* BEGIN Available records *

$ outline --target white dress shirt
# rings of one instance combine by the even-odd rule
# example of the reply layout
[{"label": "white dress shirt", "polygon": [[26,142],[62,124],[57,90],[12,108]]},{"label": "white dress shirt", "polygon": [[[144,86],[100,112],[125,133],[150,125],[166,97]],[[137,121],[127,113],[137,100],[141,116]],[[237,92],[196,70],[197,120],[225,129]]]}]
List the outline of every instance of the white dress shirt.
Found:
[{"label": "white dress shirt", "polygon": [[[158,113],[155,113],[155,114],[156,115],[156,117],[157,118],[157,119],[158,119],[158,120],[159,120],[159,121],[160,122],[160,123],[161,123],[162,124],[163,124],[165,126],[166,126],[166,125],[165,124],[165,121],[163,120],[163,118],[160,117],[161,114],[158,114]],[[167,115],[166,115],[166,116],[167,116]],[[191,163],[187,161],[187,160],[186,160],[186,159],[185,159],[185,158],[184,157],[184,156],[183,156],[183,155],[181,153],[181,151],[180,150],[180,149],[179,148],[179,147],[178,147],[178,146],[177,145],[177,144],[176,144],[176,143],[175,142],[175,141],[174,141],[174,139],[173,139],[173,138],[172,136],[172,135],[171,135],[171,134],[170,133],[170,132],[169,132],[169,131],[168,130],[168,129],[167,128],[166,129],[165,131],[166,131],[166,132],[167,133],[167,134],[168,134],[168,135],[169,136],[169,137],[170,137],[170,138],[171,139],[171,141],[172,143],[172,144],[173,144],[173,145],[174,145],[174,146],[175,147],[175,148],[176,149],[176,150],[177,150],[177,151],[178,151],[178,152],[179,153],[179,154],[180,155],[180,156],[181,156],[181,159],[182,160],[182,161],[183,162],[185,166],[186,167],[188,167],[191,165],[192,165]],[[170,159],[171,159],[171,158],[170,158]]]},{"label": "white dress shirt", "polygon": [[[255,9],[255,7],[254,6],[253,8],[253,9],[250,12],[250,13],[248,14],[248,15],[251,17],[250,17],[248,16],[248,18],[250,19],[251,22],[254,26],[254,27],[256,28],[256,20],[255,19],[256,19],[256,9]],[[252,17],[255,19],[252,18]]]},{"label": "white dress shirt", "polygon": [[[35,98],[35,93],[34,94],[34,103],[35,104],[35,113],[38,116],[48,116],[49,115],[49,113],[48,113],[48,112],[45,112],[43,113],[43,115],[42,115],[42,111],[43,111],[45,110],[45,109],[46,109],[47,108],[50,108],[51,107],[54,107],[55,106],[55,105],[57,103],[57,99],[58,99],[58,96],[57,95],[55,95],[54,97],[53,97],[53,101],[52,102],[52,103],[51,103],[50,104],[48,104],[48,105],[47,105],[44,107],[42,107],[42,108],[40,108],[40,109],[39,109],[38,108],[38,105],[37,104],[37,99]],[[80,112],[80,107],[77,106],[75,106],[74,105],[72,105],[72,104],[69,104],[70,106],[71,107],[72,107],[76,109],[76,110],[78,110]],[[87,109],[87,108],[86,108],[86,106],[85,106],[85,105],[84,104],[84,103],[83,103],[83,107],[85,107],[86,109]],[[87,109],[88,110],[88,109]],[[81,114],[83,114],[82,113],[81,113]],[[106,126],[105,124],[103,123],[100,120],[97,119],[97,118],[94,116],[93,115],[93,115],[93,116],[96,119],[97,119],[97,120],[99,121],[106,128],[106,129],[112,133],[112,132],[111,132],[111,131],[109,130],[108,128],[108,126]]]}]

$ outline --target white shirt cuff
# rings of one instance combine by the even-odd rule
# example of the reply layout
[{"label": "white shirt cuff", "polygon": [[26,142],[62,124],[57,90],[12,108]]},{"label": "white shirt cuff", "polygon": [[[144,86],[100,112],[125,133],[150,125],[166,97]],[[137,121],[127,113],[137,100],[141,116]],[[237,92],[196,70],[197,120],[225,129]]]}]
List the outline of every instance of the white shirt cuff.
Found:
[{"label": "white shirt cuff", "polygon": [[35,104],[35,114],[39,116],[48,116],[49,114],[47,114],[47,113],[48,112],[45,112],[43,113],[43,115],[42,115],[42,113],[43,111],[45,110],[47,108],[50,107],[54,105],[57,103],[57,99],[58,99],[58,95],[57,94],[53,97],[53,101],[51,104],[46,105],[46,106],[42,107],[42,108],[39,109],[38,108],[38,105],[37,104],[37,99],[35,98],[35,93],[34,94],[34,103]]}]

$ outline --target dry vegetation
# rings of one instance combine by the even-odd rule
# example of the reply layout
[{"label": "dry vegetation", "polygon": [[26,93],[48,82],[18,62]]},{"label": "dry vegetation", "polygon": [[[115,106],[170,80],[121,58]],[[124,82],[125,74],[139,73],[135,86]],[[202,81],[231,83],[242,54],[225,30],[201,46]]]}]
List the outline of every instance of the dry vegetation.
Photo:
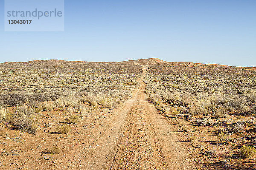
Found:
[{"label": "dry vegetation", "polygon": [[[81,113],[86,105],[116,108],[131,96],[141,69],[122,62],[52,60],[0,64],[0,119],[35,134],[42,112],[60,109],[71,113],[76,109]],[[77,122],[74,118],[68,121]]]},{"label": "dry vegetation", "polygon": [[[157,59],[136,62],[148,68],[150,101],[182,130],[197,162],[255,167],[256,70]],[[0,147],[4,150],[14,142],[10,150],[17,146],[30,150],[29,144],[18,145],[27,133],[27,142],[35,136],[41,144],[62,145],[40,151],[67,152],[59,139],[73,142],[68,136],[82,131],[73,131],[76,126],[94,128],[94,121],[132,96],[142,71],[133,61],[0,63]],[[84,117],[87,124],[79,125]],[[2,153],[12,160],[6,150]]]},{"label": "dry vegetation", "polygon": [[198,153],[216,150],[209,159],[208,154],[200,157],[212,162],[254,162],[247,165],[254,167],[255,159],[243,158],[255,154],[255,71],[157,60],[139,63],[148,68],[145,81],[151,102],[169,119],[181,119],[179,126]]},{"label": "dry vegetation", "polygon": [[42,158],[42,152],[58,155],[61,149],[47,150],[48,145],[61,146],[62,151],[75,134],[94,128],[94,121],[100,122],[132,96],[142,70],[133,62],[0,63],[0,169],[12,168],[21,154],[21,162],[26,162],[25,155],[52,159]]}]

* END Available records *

List each line of the material above that contains the word "every".

List the outline of every instance of the white dress shirt.
List the outline of every instance of the white shirt cuff.
List the outline of every instance of the dry vegetation.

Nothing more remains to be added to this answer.